-- START OF Given entries --
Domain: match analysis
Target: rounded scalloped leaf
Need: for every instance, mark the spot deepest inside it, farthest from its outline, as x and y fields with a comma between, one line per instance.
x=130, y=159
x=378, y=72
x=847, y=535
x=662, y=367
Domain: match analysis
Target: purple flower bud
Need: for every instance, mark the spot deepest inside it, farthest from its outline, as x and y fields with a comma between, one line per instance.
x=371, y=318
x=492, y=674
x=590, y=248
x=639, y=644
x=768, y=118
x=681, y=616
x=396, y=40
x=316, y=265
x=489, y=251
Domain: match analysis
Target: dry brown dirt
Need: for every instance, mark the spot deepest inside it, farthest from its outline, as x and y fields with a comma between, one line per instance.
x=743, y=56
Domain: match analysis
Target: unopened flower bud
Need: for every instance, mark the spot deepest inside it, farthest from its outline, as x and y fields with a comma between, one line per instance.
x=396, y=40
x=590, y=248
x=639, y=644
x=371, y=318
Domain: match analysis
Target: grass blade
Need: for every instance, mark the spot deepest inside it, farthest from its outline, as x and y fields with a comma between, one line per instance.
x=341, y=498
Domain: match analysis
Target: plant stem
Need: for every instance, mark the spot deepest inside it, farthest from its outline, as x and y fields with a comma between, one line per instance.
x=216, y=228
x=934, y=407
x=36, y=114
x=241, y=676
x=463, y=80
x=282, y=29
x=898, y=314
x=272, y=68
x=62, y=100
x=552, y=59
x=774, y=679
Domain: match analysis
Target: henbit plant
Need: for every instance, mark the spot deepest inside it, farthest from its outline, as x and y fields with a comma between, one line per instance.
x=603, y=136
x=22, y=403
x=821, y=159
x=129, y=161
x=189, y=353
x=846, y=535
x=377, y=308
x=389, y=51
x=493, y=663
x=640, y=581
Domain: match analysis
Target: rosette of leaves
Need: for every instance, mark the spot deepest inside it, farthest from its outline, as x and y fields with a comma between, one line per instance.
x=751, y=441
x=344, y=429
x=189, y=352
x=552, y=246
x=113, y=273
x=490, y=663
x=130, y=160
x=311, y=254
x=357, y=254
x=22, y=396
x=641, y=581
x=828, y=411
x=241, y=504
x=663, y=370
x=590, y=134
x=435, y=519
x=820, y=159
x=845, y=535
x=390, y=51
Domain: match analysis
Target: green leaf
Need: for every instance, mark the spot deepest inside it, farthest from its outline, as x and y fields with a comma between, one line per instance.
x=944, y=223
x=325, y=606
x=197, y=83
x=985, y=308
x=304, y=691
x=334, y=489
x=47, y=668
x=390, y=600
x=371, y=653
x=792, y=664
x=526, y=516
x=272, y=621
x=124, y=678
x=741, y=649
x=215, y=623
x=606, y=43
-- END OF Given entries --
Stated problem: Recast every line of the records above as a JSON list of strings, with one string per line and no blank lines.

Problem solution:
[
  "Domain: match analysis",
  "Target: rounded scalloped leaf",
  "Need: for every instance, mark the spot deepest inside it, farthest from its outline, as x and y fields with a comma between, one line per instance.",
  "x=130, y=159",
  "x=378, y=72",
  "x=847, y=535",
  "x=662, y=367",
  "Domain: match analysis",
  "Target: purple flower bud",
  "Need: for every instance, mark the spot deepest inside it, farthest from its outline, as x and y fields with a comma between, one line per instance.",
  "x=371, y=318",
  "x=492, y=674",
  "x=590, y=248",
  "x=639, y=644",
  "x=768, y=118",
  "x=681, y=616",
  "x=396, y=40",
  "x=316, y=265",
  "x=489, y=251",
  "Domain: match analysis",
  "Target: dry brown dirt",
  "Need: for every instance, mark the spot deepest inside it, farthest from its outline, as x and y fields with a comma between, one line per instance.",
  "x=743, y=56",
  "Domain: match analysis",
  "Target: unopened flower bud",
  "Need: for every instance, mark the spot deepest inside it, farthest from its outline, as x and y fields with a comma between, one line per instance.",
  "x=396, y=40",
  "x=590, y=248",
  "x=639, y=644",
  "x=371, y=318",
  "Domain: match analysis",
  "Target: grass blade",
  "Need: for every instance, mark the spot deepest inside it, farthest from its outline, as x and y fields with a comma between, one line per instance.",
  "x=341, y=498",
  "Domain: match analysis",
  "Target: plant stem",
  "Need: for every instance, mark the spot deepest inside it, farthest from its outline, as x and y fields with a comma between, one line per instance.",
  "x=216, y=228",
  "x=934, y=407",
  "x=36, y=114",
  "x=241, y=676",
  "x=463, y=80",
  "x=282, y=29",
  "x=898, y=314",
  "x=272, y=68",
  "x=62, y=100",
  "x=552, y=59",
  "x=774, y=679",
  "Domain: match analysis",
  "Target: henbit plant",
  "Need: for every instance, mark the spot deepest inside it, farthest from its outline, as x and y fields with a comma between, one line per instance.",
  "x=603, y=136",
  "x=22, y=403",
  "x=821, y=159",
  "x=129, y=161",
  "x=189, y=353",
  "x=846, y=535",
  "x=377, y=308",
  "x=389, y=51",
  "x=493, y=663",
  "x=640, y=581",
  "Domain: match analysis",
  "Target: rosette of leaves",
  "Need: for every instance, mark the spot deepest inside it, farthest from its outline, as x and y fields with a comma between, one line per instance.",
  "x=751, y=441",
  "x=344, y=429",
  "x=189, y=352",
  "x=552, y=246",
  "x=113, y=273",
  "x=490, y=663",
  "x=130, y=160",
  "x=311, y=254",
  "x=357, y=254",
  "x=22, y=396",
  "x=641, y=581",
  "x=828, y=411",
  "x=241, y=504",
  "x=663, y=370",
  "x=590, y=134",
  "x=435, y=519",
  "x=820, y=159",
  "x=845, y=535",
  "x=390, y=51",
  "Domain: match analysis",
  "Target: green leaf",
  "Need: for every instance, mark the spot deepest inside it, farthest from its outline, as x and y fields with a comma between, one line per instance.",
  "x=944, y=223",
  "x=325, y=606",
  "x=197, y=83",
  "x=985, y=308",
  "x=304, y=691",
  "x=334, y=489",
  "x=47, y=668",
  "x=390, y=600",
  "x=371, y=653",
  "x=792, y=664",
  "x=526, y=516",
  "x=272, y=621",
  "x=124, y=678",
  "x=741, y=649",
  "x=215, y=623",
  "x=606, y=43"
]